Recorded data
____________________

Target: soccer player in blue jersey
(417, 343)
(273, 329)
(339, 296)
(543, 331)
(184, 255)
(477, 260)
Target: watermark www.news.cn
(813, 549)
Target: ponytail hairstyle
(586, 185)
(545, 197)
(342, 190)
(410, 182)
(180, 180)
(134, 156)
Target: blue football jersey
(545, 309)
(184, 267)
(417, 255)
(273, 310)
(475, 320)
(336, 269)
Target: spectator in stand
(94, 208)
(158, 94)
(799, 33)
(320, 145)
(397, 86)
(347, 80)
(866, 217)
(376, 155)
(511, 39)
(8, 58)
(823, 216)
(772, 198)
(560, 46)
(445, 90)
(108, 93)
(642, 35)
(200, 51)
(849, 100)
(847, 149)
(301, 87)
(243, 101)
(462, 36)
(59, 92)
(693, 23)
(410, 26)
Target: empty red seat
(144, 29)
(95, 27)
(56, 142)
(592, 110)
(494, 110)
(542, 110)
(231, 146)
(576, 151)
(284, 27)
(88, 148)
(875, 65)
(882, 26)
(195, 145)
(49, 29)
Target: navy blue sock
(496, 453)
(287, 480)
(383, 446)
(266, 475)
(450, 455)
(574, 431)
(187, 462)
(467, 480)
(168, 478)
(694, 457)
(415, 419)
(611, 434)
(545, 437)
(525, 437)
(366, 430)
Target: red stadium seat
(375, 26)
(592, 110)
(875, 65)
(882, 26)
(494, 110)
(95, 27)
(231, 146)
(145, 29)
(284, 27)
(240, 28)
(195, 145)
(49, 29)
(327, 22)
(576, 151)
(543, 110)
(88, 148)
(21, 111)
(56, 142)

____________________

*Work request:* Each entry above is to be transcribed without alteration.

*Answer to the problem:*
Target: soccer player in blue jersey
(417, 343)
(273, 329)
(339, 296)
(543, 331)
(184, 255)
(477, 260)
Target: watermark www.news.cn
(813, 549)
Target: ponytail hairstyle
(586, 185)
(545, 197)
(342, 190)
(410, 182)
(180, 180)
(134, 156)
Target: blue football jersey
(545, 309)
(184, 267)
(417, 255)
(273, 310)
(475, 320)
(336, 269)
Target: spectator in stand
(94, 208)
(158, 94)
(799, 33)
(320, 145)
(397, 86)
(347, 80)
(866, 217)
(376, 155)
(511, 39)
(8, 58)
(823, 216)
(772, 198)
(560, 46)
(445, 90)
(108, 93)
(642, 35)
(200, 51)
(849, 100)
(847, 149)
(301, 87)
(243, 101)
(462, 36)
(59, 92)
(693, 23)
(410, 26)
Target: empty red seat
(144, 29)
(95, 27)
(56, 142)
(592, 110)
(494, 110)
(542, 110)
(231, 146)
(576, 151)
(284, 27)
(88, 148)
(875, 65)
(882, 26)
(195, 145)
(49, 29)
Target: navy blue sock
(496, 453)
(287, 480)
(383, 446)
(266, 475)
(450, 455)
(574, 431)
(187, 462)
(467, 480)
(168, 478)
(694, 457)
(415, 419)
(611, 434)
(545, 437)
(525, 437)
(366, 430)
Target: red stadium seat
(375, 26)
(592, 110)
(875, 65)
(882, 26)
(494, 110)
(95, 27)
(231, 146)
(145, 29)
(284, 27)
(240, 28)
(195, 145)
(49, 29)
(327, 22)
(576, 151)
(543, 110)
(88, 148)
(21, 111)
(56, 142)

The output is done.